── EXERCISE INPUT ──

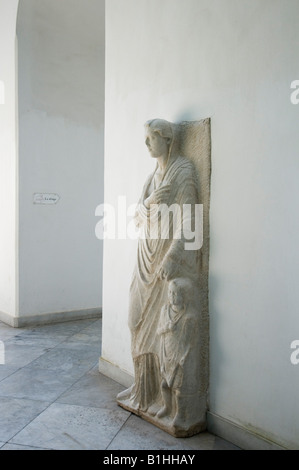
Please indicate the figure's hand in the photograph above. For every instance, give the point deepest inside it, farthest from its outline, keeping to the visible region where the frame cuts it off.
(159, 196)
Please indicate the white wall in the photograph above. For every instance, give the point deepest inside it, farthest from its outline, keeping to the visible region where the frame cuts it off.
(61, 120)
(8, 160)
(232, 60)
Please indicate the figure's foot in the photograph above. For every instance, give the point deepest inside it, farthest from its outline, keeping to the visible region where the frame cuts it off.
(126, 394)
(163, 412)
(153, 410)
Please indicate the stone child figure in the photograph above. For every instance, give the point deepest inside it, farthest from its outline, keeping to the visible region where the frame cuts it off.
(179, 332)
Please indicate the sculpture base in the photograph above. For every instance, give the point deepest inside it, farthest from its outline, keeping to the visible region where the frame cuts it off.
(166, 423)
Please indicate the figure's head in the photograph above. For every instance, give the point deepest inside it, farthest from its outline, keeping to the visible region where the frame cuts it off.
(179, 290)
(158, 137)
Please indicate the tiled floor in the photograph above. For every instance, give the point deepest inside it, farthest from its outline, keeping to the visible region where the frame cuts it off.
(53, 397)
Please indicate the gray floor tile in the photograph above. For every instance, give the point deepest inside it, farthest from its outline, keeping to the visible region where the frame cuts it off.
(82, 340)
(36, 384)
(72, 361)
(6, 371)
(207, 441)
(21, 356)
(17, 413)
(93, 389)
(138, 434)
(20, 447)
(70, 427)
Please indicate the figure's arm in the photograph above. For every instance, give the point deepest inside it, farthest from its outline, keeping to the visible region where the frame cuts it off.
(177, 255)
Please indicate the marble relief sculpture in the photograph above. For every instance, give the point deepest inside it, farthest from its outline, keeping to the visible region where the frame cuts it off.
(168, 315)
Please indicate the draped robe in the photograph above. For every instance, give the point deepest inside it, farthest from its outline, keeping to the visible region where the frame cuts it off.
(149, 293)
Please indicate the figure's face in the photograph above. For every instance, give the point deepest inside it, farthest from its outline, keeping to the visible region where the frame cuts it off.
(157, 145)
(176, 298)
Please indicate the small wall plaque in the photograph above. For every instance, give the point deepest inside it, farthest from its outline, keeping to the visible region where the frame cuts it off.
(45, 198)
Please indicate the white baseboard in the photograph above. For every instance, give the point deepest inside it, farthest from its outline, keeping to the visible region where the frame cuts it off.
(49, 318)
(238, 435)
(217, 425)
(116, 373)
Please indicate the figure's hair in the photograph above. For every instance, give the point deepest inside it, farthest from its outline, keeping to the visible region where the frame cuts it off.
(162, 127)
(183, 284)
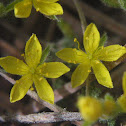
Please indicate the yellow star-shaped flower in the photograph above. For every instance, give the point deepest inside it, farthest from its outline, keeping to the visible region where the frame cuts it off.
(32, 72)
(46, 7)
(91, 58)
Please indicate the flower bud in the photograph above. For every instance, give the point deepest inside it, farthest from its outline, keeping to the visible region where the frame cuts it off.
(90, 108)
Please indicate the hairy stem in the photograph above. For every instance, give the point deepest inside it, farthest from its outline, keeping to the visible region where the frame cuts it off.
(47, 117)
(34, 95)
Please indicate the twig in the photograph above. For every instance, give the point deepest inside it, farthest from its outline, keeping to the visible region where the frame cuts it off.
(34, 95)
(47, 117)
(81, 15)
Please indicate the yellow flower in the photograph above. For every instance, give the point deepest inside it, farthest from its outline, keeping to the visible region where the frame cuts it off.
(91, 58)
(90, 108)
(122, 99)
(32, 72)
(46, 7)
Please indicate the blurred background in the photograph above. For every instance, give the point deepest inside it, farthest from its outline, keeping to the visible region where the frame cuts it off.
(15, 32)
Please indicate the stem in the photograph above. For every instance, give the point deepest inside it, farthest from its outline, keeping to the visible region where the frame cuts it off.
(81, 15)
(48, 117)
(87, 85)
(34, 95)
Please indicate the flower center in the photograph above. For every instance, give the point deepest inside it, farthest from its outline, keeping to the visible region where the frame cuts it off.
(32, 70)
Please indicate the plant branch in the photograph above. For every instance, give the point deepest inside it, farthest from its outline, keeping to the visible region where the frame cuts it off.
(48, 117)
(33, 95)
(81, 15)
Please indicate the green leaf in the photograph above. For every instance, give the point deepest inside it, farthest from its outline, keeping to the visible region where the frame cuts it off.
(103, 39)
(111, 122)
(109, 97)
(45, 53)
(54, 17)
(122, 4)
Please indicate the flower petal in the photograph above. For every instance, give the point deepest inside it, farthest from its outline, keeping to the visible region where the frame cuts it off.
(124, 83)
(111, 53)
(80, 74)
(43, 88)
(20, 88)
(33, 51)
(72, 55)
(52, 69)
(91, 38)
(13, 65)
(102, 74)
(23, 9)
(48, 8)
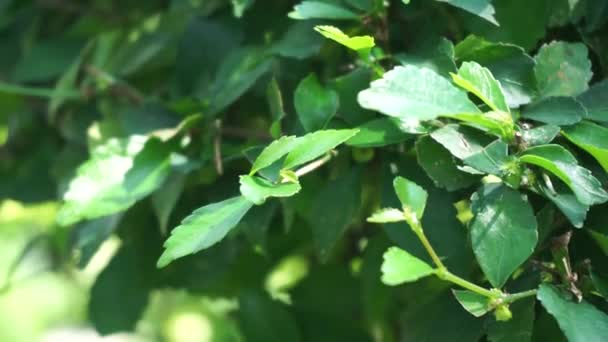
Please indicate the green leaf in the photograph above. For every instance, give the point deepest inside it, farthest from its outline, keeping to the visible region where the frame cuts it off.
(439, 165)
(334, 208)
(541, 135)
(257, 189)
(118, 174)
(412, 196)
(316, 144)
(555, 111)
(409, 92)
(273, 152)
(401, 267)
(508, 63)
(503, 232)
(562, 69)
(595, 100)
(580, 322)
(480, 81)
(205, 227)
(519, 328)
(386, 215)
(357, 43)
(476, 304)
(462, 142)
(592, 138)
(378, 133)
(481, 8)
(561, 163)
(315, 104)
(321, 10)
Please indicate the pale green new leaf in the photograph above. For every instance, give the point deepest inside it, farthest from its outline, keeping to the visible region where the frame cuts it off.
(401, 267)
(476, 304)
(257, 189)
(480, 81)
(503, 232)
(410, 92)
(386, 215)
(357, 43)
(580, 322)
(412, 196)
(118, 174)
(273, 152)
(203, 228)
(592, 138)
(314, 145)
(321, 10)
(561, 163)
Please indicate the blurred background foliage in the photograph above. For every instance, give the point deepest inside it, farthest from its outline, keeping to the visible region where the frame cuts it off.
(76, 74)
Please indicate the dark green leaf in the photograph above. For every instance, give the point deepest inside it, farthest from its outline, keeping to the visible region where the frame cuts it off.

───

Transcribe the material exactly, and leave out whatever pictures it holds.

Please indicate the figure's hand in the photograph above. For every instance, give the point deepest inside it, farthest from its outline, keeping to the visible region where the frame cuts it off.
(159, 196)
Please indicate the white wall in the photograph above. For every instance, give the point deepest inside it, farthest from its outline, keeping to the visible region where the frame cuts it off.
(61, 120)
(8, 160)
(232, 60)
Please indicate the figure's foot in the photograph above. For every instance, give the point deepest inside it, farthest from its outline, keeping to the visible region where the frame cuts it off.
(126, 394)
(163, 412)
(153, 410)
Please indicate the stone child figure in the photograph above. For every instance, give the point deepest inside it, farthest from its outline, keeping to the visible region where the frame cuts it off.
(179, 332)
Please indicate the sculpture base in the photograph above. For every instance, give the point deepest inside it, farthest from its outline, keeping to the visible region where the frame cuts it off.
(166, 423)
Please indicate the figure's head in the photograph above. For every instance, give the point deepest inside it, farthest from its outline, keeping to the visible region where the frame cuts it off.
(179, 290)
(158, 137)
Please indicate the tiled floor in the photograph above. For every instance, give the point deepest inside it, farthest from its outline, keeping to the visible region where the frame cuts it off.
(53, 397)
Please indicate the gray floor tile in the photograph above. For every instance, give the point deepest inside it, farthest from its outline, keeping to the visible region where the frame cuts it off.
(82, 340)
(36, 384)
(72, 361)
(6, 371)
(207, 441)
(21, 356)
(17, 413)
(93, 389)
(138, 434)
(20, 447)
(70, 427)
Please indicate the figure's arm in the photograph above. For every instance, give the point deepest inside it, farthest from its outline, keeping to the visible region where the frame cuts it off.
(177, 255)
Please indicate the marble relief sculpture in the photograph above. For every instance, give the point deepest inside it, farthest from its outline, keeping to the visible region where the frame cuts it off.
(168, 315)
Please indicate the draped robe in the photograph above. For every instance, give the point deepest inside it, farthest from its outline, keeping to the visible region where the frame cuts it off.
(149, 293)
Please indicate the figure's face in the photograph above. For every instance, give the point deepest inside it, farthest from its outline, keeping to the visible region where the frame cuts it off.
(157, 145)
(176, 298)
Please indicate the small wall plaque in the photograph above. For every instance, give the point deepest inside it, farthest from its outline, keeping to the visible region where the frame cuts it off.
(45, 198)
Please indicate the white baseboard in the photograph above. For every instance, give the point deepest inside it, farthest from its outline, keeping to the visible region where the frame cuts it off.
(49, 318)
(238, 435)
(217, 425)
(116, 373)
Please indicate the figure's hair in the photograph above. For every instance, give the point deepest inside it, farthest from its outline, keeping to the visible region where the frame cuts it off.
(162, 127)
(183, 284)
Please indicate the yellow star-shaped flower in the photograph above. For every instance, give the point deepest inside it, farthest from its outline, keeping to the visible region where the frame cuts it off.
(32, 72)
(46, 7)
(91, 58)
Please indicate the flower bud in the photograph above. For every instance, give the point deepest inside it, farthest from its outline, keeping to the visible region where the frame cuts it off.
(90, 108)
Please indicate the hairy stem in the photograph above. For every instance, give the point deepest inside it, farthest from its outline, keeping to the visible region where the frame cuts it off.
(47, 117)
(34, 95)
Please indicate the twig in the photograph above. For every instance, give the point deepest inside it, farthest from its outline, keeping to the visible region where the frame cuts it off.
(34, 95)
(47, 117)
(81, 15)
Please indicate the yellow flower in the photograph above. For every instance, give the point deepest inside it, farthest from its outline, keeping to the visible region where the frame cuts it off.
(91, 58)
(90, 108)
(122, 99)
(32, 72)
(46, 7)
Please indicate the blurred background in the photograph above. For every instance, give the point deepest inside it, farthest from its outline, keeping to the visible region where the frame cuts it off.
(15, 32)
Please indicate the stem in the photograph above. For every instance, give the point deepest inside it, farthest from its outline, keeping to the visible region where the frame cuts it off.
(81, 15)
(48, 117)
(87, 85)
(34, 95)
Please indicate the flower center in the photograph above. For every instance, give the point deepest inside it, farthest from its outline, keeping to the visible region where the frame cuts it off.
(32, 70)
Please indicate the plant branch in the photograph above. For every instance, give the point deepest inside it, farthest from its outline, keeping to the visible region where the frame cuts it off.
(48, 117)
(33, 95)
(81, 15)
Please indicate the green leaf in the photograph above. For every instance, give the point deepest inside it, farthest from its outline, keeping to the visible region where the frame cuts it off.
(103, 39)
(111, 122)
(109, 97)
(45, 53)
(54, 17)
(122, 4)
Please indicate the flower petal in the photograph above. For every instance, give the point deepest inside it, farthest from its outline, keeping to the visible region where the frame cuts it off.
(124, 83)
(111, 53)
(80, 74)
(43, 88)
(20, 88)
(33, 51)
(72, 55)
(52, 69)
(91, 38)
(13, 65)
(102, 74)
(23, 9)
(48, 8)
Please indicate the green leaf in the photograph above. For every instance, give the point deepest inside it, farthest from its outline, keeping to the visible region where the frame cuts it off.
(439, 165)
(334, 208)
(541, 135)
(257, 189)
(118, 174)
(412, 196)
(316, 144)
(555, 111)
(409, 92)
(273, 152)
(401, 267)
(508, 63)
(503, 232)
(562, 69)
(595, 100)
(580, 322)
(480, 81)
(205, 227)
(519, 328)
(386, 215)
(357, 43)
(476, 304)
(462, 142)
(592, 138)
(378, 133)
(481, 8)
(561, 163)
(315, 104)
(321, 10)
Please indicate the pale green new leaf in the photograph above. For every instance, give the point deepest inside it, farthest from its outline, keeping to the visible region where the frame cuts it off.
(401, 267)
(476, 304)
(257, 189)
(480, 81)
(503, 232)
(410, 92)
(386, 215)
(357, 43)
(580, 322)
(412, 196)
(118, 174)
(273, 152)
(203, 228)
(592, 138)
(314, 145)
(321, 10)
(561, 163)
Please indicate the blurred background foliage in the photograph above. For every instance, give the point deepest inside it, farthest from its outline, keeping to the visible region where the frame cuts it off.
(76, 74)
Please indicate the dark green leaf in the photograph above. For every instance, give the point deepest inside it, farthest from its outline, keeping to the visible region where the frame cuts it off.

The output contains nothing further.